**Given problem**
Will you extract the entries word for word? Images should not appear in the copy.

[BEGIN Records shown]

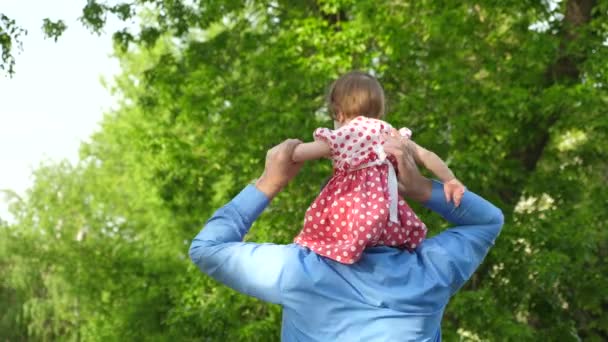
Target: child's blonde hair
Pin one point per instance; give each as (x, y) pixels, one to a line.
(356, 93)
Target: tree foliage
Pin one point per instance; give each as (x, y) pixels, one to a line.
(511, 93)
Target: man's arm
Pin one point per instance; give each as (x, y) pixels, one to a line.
(311, 151)
(219, 251)
(457, 252)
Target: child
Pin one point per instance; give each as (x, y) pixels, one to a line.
(360, 206)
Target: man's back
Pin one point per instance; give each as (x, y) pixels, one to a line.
(386, 296)
(389, 295)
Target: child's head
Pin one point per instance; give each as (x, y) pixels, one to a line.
(356, 93)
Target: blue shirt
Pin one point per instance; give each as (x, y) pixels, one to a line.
(388, 295)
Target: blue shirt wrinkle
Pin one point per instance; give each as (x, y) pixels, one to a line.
(389, 295)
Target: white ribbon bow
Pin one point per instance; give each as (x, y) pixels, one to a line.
(393, 186)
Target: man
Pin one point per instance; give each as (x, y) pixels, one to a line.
(388, 295)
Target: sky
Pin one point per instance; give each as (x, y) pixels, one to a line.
(55, 100)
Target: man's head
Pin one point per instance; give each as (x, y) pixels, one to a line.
(353, 94)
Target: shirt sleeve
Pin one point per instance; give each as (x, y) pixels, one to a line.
(250, 268)
(456, 253)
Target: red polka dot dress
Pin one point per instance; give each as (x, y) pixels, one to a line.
(359, 207)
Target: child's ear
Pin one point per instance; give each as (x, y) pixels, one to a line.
(340, 117)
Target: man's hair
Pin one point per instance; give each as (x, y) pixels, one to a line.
(356, 93)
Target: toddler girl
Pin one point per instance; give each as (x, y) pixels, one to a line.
(360, 206)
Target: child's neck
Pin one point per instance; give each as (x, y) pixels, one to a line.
(338, 124)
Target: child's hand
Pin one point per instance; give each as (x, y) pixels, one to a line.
(453, 191)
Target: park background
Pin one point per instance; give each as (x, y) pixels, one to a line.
(513, 94)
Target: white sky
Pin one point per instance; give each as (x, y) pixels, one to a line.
(55, 100)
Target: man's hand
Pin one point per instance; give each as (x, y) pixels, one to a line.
(453, 190)
(279, 169)
(411, 183)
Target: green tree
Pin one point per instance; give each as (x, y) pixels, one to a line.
(511, 93)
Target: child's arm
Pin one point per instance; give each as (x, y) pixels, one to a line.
(432, 163)
(452, 187)
(310, 151)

[END Records shown]

**Written answer**
Target: child's blonde hair
Pin one point per instance; give each as (x, y) pixels, one to a line.
(356, 93)
Target: tree foliage
Pin one point per instance; give each as (x, y) pixels, one to a line.
(511, 93)
Target: man's arm
Pin one point per instance; give each as (x, y) pixels, one to a line.
(311, 151)
(219, 251)
(457, 252)
Target: child
Pin one point per instance; give each as (x, y) pixels, one to a line.
(360, 206)
Target: man's back
Pin one point per instance; give each as (x, y) pixels, one to a line.
(386, 296)
(389, 295)
Target: child's head
Pin one point per instance; give each as (x, y) pixels, one to a line.
(356, 93)
Target: blue shirt
Pin one point per instance; give each as (x, y) pixels, one to a line.
(388, 295)
Target: blue shirt wrinkle
Pin one point per instance; give each as (x, y) pixels, one to a line.
(389, 295)
Target: white ribbon bow
Pin one point per instance; give each as (x, y) pixels, one to a line.
(393, 186)
Target: man
Pin one point per instance; give each as (x, y) pixels, one to a line.
(388, 295)
Target: sky
Pin one point per instance; give each as (x, y) pixels, one to a line.
(55, 100)
Target: man's head
Pin one point per instance; give each as (x, y) pixels, one to a line.
(353, 94)
Target: shirt sleeve
Pin one point per instance; give each as (x, y) pixels, one to a line.
(250, 268)
(456, 253)
Target: red polka dot dress
Pin one point per instance; give each as (x, y) pixels, one to a line.
(359, 207)
Target: child's ear
Pin one point per instance; give each as (x, y) pixels, one to a line.
(340, 117)
Target: man's hair
Pin one point per instance; give each as (x, y) pixels, one to a line.
(356, 93)
Target: toddler girl
Pin one point per instance; give each as (x, y) pixels, one to a line.
(360, 206)
Target: child's neck
Pin one point per instance; give each as (x, y) pixels, one to a line.
(338, 124)
Target: child's hand
Pin one point per instance; give each as (x, y) pixels, one to a line.
(453, 191)
Target: park background
Pin one point per instance; give each as (x, y) pixels, one to a line.
(513, 94)
Target: white sky
Pin one point per instance; give each as (x, y) pixels, one to a line.
(55, 100)
Target: man's hand
Pin one point per instance; give each as (x, y) pixels, one to a line.
(453, 190)
(279, 169)
(411, 183)
Target: green tree
Pin one point per instance; give each as (x, y) pixels, one to a line.
(511, 93)
Target: child's arm
Pin one point per instance; give each as (x, y) pixels, one to a line.
(432, 163)
(452, 187)
(310, 151)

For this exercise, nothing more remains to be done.